Stated exercise> How many lines in the records below contain the string "hood"? Reply with the number alone.

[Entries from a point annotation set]
'''

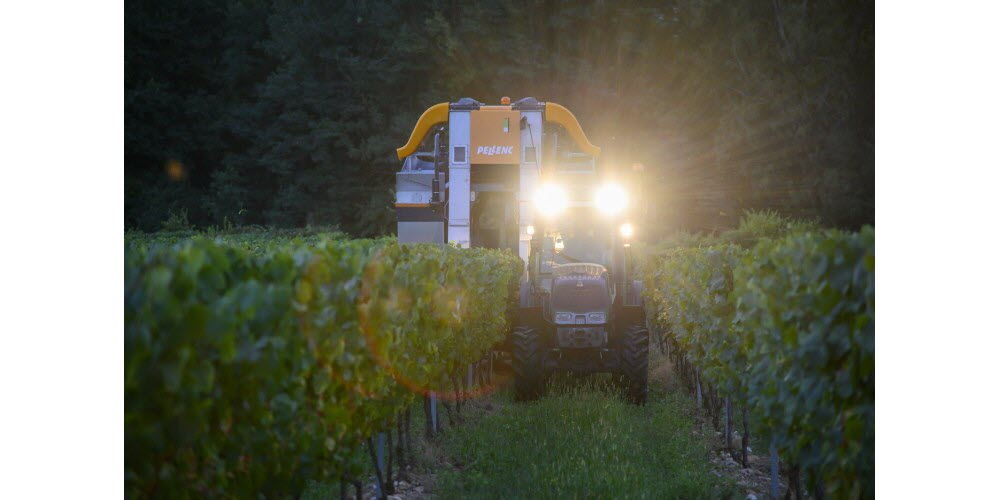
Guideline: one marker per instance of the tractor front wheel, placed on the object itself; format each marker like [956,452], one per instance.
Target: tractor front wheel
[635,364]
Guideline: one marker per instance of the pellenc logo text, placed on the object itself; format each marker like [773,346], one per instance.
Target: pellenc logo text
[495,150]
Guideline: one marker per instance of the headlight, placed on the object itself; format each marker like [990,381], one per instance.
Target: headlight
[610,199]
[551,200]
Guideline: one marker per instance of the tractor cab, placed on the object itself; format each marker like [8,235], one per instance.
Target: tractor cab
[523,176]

'''
'''

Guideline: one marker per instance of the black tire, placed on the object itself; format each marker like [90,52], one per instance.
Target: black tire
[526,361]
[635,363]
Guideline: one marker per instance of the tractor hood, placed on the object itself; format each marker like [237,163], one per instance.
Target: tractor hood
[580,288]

'''
'''

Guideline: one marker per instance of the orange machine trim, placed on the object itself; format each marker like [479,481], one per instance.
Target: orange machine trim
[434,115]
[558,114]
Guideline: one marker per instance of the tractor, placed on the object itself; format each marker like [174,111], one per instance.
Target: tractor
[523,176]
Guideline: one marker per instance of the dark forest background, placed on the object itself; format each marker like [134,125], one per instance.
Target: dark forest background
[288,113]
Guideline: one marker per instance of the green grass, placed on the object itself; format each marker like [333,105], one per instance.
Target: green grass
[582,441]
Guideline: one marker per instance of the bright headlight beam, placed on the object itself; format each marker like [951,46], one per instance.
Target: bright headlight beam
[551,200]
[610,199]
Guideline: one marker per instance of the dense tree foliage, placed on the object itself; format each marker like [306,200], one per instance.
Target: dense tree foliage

'''

Result for this exercise> 2